[Start of Supplied material]
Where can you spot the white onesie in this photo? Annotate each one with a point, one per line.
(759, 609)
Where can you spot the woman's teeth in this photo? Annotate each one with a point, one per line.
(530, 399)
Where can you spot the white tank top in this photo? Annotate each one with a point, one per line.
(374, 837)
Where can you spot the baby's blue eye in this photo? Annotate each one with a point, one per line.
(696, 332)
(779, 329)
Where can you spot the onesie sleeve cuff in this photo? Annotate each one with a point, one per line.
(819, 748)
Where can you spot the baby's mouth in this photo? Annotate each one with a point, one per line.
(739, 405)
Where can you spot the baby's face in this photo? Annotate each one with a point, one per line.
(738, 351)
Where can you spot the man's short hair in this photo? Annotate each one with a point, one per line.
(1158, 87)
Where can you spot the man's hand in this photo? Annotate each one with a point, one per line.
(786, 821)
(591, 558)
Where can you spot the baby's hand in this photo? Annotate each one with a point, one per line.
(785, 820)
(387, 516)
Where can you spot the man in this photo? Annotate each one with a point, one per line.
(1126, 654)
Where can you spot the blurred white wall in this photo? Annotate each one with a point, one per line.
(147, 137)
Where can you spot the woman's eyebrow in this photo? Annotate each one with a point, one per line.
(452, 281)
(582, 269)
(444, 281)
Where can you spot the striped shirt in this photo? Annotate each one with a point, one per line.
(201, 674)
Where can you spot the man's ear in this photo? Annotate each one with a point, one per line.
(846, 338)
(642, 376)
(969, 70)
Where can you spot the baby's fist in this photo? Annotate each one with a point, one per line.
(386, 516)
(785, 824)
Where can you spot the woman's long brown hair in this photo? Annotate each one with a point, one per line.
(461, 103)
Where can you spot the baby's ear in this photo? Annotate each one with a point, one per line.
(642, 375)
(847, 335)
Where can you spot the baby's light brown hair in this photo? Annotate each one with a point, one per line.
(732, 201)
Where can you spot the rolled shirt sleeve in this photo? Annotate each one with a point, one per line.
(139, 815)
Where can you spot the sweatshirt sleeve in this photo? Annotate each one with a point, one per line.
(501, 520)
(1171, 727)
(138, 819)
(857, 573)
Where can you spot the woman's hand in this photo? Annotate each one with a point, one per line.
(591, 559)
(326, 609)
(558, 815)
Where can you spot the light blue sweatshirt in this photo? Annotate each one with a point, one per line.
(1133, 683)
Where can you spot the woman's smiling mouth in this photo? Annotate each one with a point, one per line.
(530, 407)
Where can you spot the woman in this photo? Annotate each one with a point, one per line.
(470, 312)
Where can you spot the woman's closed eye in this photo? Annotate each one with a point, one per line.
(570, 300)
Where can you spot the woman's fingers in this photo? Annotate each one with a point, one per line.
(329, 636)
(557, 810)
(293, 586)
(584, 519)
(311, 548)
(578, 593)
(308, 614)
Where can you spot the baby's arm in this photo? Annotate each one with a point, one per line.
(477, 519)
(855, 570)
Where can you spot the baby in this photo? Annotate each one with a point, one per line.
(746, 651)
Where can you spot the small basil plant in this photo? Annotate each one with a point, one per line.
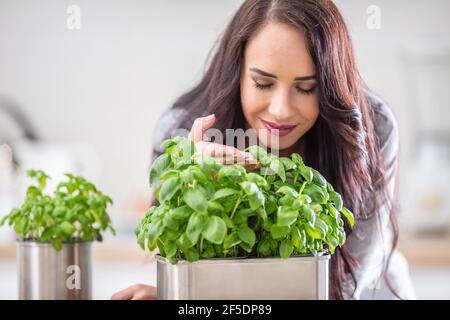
[End of Supplied material]
[Start of Supplied material]
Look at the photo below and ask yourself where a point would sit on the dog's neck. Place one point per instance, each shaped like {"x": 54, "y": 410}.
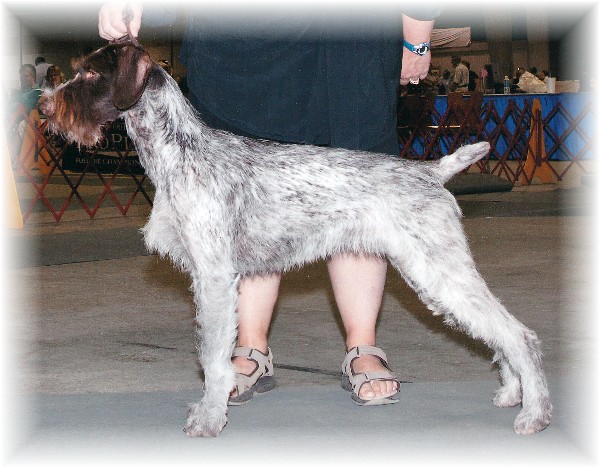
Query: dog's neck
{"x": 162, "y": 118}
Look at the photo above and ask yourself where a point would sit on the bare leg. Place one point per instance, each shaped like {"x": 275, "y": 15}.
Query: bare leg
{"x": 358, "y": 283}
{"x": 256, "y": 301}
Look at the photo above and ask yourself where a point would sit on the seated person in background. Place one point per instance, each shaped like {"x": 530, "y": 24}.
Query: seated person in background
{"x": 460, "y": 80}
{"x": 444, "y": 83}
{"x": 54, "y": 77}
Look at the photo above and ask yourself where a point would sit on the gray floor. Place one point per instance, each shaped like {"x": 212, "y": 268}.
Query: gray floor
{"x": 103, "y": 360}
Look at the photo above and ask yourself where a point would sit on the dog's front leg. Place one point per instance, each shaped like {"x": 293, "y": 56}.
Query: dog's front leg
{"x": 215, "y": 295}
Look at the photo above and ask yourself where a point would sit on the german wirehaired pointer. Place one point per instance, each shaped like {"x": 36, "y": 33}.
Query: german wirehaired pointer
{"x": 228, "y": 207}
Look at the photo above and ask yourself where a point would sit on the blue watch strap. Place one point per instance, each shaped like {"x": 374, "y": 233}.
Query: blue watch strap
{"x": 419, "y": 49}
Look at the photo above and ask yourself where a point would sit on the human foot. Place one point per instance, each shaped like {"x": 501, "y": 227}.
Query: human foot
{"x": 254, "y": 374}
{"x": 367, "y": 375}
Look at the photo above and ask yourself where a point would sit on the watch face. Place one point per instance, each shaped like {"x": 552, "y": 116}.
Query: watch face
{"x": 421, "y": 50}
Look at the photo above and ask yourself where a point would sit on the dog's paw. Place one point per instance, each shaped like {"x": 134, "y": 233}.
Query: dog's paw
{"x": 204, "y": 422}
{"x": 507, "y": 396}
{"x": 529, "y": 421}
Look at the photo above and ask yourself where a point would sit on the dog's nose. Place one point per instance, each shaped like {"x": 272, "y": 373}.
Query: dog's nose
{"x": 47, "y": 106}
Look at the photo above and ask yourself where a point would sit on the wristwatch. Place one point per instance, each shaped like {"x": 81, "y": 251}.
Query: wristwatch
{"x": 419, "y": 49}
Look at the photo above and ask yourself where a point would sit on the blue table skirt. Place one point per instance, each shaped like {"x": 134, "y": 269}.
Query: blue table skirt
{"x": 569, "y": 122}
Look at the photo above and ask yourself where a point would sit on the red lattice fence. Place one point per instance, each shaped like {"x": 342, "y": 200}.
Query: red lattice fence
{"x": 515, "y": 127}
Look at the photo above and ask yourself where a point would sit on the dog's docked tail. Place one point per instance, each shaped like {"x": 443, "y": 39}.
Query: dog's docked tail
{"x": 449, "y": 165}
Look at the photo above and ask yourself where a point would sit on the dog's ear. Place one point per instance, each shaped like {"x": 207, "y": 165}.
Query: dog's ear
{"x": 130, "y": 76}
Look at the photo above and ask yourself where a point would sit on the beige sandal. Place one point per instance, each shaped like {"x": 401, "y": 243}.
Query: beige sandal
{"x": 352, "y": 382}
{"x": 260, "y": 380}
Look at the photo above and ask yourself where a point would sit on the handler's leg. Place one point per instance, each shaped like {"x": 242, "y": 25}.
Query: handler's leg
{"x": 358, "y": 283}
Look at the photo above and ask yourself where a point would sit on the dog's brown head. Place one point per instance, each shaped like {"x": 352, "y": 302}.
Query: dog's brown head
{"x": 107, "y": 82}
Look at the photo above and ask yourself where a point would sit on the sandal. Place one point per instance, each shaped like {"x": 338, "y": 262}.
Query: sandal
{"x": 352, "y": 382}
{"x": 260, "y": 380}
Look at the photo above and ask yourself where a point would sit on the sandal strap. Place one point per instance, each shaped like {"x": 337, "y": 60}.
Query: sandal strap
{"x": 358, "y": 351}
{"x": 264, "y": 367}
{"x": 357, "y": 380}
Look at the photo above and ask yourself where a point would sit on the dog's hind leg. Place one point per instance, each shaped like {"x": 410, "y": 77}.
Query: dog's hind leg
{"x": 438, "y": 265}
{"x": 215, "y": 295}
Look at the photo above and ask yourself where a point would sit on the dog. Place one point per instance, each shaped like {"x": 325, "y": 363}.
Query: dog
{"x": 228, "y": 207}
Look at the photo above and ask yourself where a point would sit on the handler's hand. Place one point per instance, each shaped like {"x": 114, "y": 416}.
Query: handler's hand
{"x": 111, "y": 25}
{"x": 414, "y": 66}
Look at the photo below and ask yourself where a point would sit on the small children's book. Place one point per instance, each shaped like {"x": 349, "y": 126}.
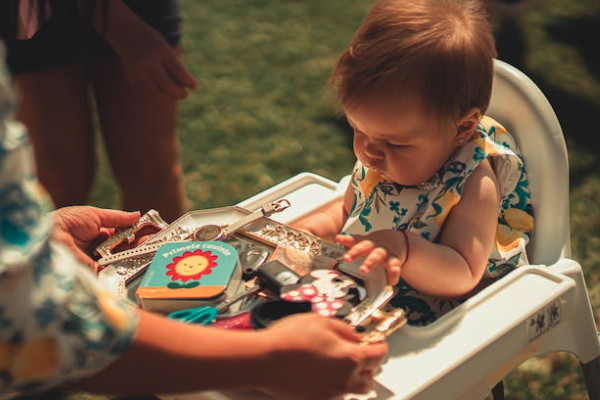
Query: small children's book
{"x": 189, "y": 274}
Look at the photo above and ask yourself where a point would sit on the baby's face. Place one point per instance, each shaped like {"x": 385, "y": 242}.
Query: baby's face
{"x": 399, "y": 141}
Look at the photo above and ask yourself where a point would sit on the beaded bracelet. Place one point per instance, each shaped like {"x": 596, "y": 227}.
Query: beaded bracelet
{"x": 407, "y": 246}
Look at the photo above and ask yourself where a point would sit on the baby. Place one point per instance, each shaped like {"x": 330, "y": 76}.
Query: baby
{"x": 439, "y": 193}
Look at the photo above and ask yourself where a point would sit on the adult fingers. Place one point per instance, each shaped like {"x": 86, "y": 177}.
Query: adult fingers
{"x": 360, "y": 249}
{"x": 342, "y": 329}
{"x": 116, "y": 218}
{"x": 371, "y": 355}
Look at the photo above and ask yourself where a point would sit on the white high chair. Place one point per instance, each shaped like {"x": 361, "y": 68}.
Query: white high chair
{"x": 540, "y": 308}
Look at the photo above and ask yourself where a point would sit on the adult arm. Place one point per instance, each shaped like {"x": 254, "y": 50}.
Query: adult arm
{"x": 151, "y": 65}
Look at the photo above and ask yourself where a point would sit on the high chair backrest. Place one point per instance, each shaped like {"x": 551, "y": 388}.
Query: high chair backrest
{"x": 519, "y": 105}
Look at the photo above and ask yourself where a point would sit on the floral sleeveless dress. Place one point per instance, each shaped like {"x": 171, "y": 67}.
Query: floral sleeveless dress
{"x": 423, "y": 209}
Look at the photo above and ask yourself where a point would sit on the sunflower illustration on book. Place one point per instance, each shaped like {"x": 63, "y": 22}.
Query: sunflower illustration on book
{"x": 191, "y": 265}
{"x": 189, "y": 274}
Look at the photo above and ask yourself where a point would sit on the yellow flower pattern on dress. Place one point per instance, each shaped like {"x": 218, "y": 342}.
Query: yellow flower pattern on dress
[End of Supplied material]
[Start of Supplied material]
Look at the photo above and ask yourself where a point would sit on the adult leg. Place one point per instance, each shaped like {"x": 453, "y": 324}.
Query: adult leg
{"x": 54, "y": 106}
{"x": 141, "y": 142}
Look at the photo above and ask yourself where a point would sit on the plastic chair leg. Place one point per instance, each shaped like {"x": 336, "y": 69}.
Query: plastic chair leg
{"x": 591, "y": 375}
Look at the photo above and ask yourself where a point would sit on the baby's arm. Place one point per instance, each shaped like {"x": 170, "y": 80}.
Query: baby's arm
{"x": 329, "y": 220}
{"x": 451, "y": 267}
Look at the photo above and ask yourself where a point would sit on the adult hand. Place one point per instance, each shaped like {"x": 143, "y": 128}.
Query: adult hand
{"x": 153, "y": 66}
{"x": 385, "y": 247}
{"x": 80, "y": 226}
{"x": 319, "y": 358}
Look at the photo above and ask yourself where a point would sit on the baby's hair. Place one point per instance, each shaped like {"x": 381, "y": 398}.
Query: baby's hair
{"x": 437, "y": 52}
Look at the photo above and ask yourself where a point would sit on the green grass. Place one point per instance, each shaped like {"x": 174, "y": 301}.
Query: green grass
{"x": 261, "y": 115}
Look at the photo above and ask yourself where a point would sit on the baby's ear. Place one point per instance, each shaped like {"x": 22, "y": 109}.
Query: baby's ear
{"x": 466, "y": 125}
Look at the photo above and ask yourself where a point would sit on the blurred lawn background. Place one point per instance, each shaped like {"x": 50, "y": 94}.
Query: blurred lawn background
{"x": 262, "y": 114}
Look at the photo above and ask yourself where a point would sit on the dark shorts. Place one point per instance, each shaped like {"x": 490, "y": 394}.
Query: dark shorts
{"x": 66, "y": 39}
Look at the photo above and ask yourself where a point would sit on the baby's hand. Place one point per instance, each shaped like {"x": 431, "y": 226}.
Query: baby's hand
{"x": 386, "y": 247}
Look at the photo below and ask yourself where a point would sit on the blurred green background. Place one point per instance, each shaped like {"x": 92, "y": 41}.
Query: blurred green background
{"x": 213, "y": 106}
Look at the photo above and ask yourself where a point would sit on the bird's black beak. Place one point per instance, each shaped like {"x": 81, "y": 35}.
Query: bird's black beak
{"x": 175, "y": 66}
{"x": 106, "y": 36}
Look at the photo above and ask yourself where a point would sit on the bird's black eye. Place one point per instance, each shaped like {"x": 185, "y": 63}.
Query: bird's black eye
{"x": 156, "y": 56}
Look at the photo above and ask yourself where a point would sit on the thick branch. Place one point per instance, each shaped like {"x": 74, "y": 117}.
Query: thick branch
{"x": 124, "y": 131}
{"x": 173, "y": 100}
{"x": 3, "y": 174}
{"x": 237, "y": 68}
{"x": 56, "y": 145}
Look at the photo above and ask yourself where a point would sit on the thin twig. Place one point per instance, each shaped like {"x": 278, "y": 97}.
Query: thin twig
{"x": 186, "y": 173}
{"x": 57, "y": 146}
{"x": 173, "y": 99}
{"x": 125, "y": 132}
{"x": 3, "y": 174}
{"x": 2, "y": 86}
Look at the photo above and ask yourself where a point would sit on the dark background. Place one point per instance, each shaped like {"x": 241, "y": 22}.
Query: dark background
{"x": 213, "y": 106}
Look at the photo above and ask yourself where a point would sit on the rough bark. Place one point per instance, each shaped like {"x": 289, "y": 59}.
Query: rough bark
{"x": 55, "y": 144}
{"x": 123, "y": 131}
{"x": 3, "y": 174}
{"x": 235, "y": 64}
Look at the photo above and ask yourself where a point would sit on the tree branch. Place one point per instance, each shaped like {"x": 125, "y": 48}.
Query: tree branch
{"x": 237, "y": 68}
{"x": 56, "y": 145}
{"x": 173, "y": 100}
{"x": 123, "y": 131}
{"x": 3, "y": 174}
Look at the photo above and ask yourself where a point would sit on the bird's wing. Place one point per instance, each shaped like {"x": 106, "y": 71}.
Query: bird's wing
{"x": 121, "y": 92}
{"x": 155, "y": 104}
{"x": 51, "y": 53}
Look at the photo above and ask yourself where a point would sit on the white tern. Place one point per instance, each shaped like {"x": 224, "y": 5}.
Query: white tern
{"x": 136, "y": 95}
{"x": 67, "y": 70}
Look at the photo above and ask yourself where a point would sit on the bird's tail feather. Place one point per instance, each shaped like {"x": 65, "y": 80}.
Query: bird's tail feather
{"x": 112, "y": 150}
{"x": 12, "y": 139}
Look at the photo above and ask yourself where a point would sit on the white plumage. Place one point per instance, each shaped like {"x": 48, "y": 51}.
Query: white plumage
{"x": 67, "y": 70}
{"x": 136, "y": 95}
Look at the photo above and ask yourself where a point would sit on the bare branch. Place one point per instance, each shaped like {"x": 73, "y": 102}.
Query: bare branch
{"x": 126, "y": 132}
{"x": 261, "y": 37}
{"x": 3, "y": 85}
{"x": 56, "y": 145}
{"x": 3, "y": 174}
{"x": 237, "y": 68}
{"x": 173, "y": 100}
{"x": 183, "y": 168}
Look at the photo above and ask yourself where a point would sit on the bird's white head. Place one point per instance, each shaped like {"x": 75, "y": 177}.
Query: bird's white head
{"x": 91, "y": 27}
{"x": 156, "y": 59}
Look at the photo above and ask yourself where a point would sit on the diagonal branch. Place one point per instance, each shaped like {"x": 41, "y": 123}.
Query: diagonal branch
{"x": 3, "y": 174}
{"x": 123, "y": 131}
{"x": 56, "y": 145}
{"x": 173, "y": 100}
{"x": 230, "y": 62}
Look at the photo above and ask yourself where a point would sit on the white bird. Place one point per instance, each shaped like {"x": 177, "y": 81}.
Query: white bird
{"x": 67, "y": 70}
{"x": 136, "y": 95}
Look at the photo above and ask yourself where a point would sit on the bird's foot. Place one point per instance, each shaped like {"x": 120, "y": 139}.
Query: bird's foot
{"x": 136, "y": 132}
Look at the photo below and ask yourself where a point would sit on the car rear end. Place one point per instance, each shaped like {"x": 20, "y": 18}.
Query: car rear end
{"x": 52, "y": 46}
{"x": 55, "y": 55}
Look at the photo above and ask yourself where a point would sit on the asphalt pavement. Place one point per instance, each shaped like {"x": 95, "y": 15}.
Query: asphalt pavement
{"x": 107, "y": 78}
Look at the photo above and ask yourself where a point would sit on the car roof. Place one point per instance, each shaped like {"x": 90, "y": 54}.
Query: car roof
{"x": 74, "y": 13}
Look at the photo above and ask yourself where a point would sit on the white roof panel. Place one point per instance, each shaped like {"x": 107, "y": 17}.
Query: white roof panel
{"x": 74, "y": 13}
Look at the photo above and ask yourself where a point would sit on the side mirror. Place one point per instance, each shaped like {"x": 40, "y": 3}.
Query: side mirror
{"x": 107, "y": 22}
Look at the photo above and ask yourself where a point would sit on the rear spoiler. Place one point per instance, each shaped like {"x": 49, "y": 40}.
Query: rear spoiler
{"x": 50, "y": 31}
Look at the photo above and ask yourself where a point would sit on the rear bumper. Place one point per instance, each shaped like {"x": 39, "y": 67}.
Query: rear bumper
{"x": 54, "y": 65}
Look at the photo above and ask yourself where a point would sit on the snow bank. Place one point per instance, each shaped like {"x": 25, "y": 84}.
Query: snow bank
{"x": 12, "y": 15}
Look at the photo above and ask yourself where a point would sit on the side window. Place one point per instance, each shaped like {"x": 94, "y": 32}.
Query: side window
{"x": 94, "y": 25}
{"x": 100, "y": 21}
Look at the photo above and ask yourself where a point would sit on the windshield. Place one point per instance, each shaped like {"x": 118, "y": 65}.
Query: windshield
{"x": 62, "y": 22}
[End of Supplied material]
Exercise task: Which lines in the entries above contain the word "lawn"? List each of them in full.

The result:
Look at the photo above and ask yourself where a point would sit on the blurred lawn background. Place one point per instance, each shaped like {"x": 50, "y": 94}.
Query: blurred lawn background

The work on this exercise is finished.